Les risques et les opportunités de la législation européenne

Les pays africains qui exportent vers l’Europe devront s’adapter à la nouvelle législation de l’Union européenne en matière d’émissions carbone. Certains exploitants miniers trouveront néanmoins des opportunités commerciales et des débouchés.
L’Union européenne a adopté le « Green Deal », un pacte vert qui rassemble quatorze lois, votées dans l’optique d’une réduction des émissions nettes de gaz à effet de serre de 55% d’ici 2030 et d’une neutralité carbone en 2050. Trois types de mesures pourraient avoir des effets significatifs sur les pays exportant vers l’Europe, pointe une analyse de GSA (Global Sovereign Advisory).
Les principaux exportateurs de graphite vers l’UE sont également les principaux exportateurs mondiaux. Après la Chine qui concentre 80% de la production de graphite, le Mozambique et Madagascar se partagent le podium des exportations mondiales du minerai.

Entrées
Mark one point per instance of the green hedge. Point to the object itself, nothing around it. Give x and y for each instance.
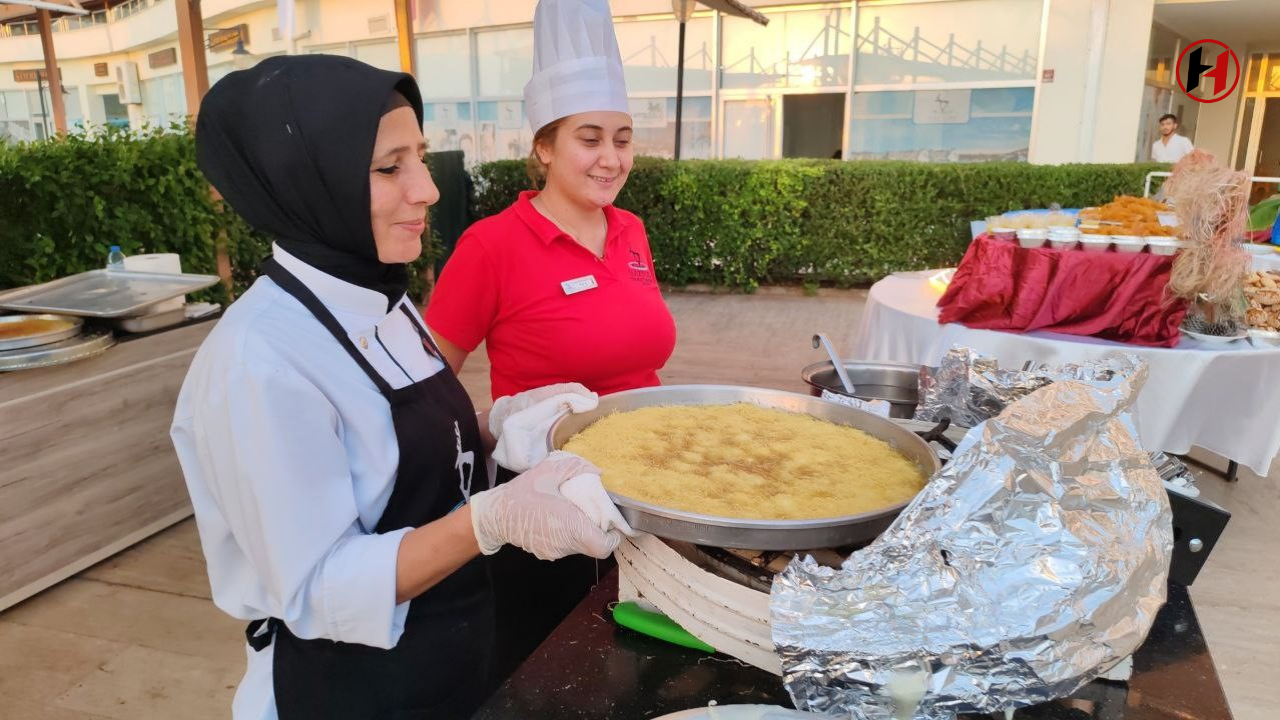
(64, 203)
(740, 223)
(727, 223)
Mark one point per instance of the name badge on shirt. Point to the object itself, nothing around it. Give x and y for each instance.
(579, 285)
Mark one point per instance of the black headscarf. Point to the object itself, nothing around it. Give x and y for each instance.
(289, 142)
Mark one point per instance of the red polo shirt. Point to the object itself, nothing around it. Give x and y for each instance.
(548, 309)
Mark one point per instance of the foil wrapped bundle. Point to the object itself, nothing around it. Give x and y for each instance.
(969, 387)
(1032, 563)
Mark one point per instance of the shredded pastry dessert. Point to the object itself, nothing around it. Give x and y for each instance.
(745, 461)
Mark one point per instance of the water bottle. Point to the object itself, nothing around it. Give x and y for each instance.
(115, 259)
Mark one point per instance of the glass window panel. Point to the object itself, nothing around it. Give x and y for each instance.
(945, 126)
(447, 126)
(174, 98)
(384, 55)
(74, 115)
(14, 105)
(1242, 133)
(1160, 55)
(654, 122)
(650, 53)
(749, 130)
(504, 60)
(503, 131)
(796, 49)
(947, 41)
(449, 59)
(1155, 103)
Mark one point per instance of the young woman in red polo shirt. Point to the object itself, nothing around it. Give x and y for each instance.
(561, 285)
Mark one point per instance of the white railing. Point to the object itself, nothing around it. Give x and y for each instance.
(62, 24)
(131, 8)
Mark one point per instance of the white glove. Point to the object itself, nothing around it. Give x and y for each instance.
(588, 493)
(530, 513)
(520, 422)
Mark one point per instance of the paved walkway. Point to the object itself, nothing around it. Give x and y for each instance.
(137, 637)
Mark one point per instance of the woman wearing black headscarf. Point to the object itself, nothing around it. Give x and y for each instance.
(329, 452)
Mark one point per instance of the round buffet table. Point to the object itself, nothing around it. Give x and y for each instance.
(1220, 397)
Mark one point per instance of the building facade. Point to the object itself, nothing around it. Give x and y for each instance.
(1046, 81)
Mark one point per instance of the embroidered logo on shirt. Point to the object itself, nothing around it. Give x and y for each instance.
(465, 465)
(640, 270)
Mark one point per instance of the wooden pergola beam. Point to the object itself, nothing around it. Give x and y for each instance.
(191, 49)
(51, 74)
(405, 37)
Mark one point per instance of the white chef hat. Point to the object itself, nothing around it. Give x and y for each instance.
(577, 67)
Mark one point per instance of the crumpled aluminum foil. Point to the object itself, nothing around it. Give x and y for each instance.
(969, 387)
(1033, 561)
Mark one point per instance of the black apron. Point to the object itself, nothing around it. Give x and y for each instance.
(439, 666)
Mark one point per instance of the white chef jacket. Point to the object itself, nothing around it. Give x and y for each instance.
(289, 456)
(1171, 153)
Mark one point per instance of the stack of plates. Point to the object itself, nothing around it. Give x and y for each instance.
(40, 341)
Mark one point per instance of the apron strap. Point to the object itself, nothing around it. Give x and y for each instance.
(260, 641)
(309, 300)
(428, 342)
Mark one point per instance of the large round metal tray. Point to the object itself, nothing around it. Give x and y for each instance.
(65, 327)
(743, 533)
(80, 347)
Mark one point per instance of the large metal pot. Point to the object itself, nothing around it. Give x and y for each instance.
(897, 383)
(736, 532)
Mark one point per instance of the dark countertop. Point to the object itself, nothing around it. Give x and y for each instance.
(592, 669)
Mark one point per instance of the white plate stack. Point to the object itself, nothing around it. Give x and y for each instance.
(1064, 237)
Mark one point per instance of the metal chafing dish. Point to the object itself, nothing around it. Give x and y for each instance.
(104, 294)
(743, 533)
(895, 383)
(80, 347)
(30, 331)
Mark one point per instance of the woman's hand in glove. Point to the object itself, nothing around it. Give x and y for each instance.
(530, 513)
(519, 423)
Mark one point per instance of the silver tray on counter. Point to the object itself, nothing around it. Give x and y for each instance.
(71, 328)
(743, 533)
(81, 347)
(104, 294)
(152, 322)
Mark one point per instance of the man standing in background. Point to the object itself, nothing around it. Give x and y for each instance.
(1171, 146)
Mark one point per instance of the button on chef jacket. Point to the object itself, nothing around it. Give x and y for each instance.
(525, 287)
(289, 458)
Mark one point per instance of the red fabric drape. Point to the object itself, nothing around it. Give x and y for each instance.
(1109, 295)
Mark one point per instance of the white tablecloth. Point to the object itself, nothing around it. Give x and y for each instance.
(1221, 397)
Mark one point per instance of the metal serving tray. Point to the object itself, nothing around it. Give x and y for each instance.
(736, 532)
(68, 327)
(152, 322)
(80, 347)
(104, 294)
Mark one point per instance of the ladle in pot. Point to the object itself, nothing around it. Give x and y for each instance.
(821, 340)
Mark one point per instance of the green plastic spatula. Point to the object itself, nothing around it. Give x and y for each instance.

Consigne 1
Répondez aux questions suivantes à partir du texte sur la législation climatique européenne.
(a) Combien de lois le pacte vert rassemble-t-il ?
(b) Quel pays concentre 80 % de la production de graphite ?
(c) Quels pays se partagent le podium des exportations mondiales de graphite après la Chine ?
Consigne 2
D'après le texte sur la législation climatique européenne, dans quel but les lois du pacte vert ont-elles été votées ? Répondez en une à trois phrases.
Consigne 3
Poursuivez le texte sur la législation climatique européenne à partir de sa dernière phrase.

Réponse rédigée 1
(a) Le pacte vert rassemble quatorze lois.
(b) La Chine concentre 80 % de la production de graphite.
(c) Le Mozambique et Madagascar.

Réponse rédigée 2
Les lois du pacte vert ont été votées pour réduire de 55 % les émissions nettes de gaz à effet de serre d'ici 2030. Elles visent aussi la neutralité carbone en 2050.

Réponse rédigée 3
Premièrement, le mécanisme d’ajustement carbone aux frontières (MACF), qui concerne sept produits : l’aluminium, le ciment, l’hydrogène, les engrais, l’électricité, le fer et l’acier. Dès 2026, les importations de ces matières premières seront taxées en fonction de leurs émissions carbones. Parmi les pays africains les plus concernés par cette mesure, figure le Mozambique, puis, dans une moindre mesure, l’Égypte et le Maroc. L’importance de l’industrie du phosphate dans les exportations totales du pays est une des raisons pour lesquelles le Maroc est exposé au MACF. Les plans de transition vers un modèle de production bas-carbone, tels que le programme d’investissement 2023-2027 de l’OCP et sa « 2040 Zero Carbon Vision », pourraient permettre à l’industrie de conserver son avantage concurrentiel à la suite de l’application du mécanisme, jugent les analystes.
Deuxièmement, le Green Deal prévoit aussi l’interdiction par l’UE des importations de produits issus de la déforestation. La Côte d’Ivoire ressort de loin comme le pays le plus exposé à ce risque, suivie du Ghana, de l’Ouganda, du Burundi, de l’Ethiopie.
Quelles conséquences des lois européennes sur la déforestation ?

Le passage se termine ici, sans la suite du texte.